* **Task description**
Reproduce the data below word for word, from its first line through the line containing "Within each instance, areas", both included.

+===+

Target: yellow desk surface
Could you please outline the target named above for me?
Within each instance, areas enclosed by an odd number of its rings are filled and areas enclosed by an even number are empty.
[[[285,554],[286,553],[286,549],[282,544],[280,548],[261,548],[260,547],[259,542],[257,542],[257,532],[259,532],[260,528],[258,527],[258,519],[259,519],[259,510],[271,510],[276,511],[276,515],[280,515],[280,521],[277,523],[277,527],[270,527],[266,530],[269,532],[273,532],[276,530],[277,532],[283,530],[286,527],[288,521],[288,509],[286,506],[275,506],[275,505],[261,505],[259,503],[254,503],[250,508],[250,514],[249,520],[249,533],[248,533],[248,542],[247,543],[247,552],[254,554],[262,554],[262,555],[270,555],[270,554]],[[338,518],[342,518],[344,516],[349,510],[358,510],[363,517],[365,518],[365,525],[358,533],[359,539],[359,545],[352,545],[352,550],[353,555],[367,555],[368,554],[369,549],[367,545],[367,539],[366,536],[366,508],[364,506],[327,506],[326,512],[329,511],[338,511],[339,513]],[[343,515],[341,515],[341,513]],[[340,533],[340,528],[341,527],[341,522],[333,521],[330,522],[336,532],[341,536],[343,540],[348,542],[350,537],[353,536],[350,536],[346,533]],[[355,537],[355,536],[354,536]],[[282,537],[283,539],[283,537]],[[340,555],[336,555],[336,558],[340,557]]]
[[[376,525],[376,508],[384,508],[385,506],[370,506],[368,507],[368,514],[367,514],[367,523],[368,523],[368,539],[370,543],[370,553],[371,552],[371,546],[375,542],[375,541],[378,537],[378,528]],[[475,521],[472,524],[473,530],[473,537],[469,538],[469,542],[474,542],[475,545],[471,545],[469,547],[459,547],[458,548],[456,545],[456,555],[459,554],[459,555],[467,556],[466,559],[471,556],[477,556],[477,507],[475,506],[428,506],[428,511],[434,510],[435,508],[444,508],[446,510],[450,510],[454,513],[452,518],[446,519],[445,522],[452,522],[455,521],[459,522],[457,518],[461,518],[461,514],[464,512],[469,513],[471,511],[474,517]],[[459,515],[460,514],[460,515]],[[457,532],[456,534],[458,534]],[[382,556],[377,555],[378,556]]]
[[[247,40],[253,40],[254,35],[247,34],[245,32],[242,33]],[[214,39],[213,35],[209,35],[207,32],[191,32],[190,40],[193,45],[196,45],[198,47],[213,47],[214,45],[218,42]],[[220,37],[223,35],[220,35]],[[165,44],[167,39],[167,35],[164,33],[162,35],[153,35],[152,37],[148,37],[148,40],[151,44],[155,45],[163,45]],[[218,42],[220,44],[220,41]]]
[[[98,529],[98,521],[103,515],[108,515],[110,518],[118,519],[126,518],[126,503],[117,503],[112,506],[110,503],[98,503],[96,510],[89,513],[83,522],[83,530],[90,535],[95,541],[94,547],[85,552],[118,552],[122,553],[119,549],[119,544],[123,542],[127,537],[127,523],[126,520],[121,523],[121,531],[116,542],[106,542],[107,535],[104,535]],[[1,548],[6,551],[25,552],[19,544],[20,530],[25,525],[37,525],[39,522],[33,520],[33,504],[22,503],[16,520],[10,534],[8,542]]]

+===+

* **Response**
Target: yellow desk surface
Could you please outline the target named above for me?
Within each instance, areas enclosed by an odd number of its rings are filled and areas enclosed by an even number are empty.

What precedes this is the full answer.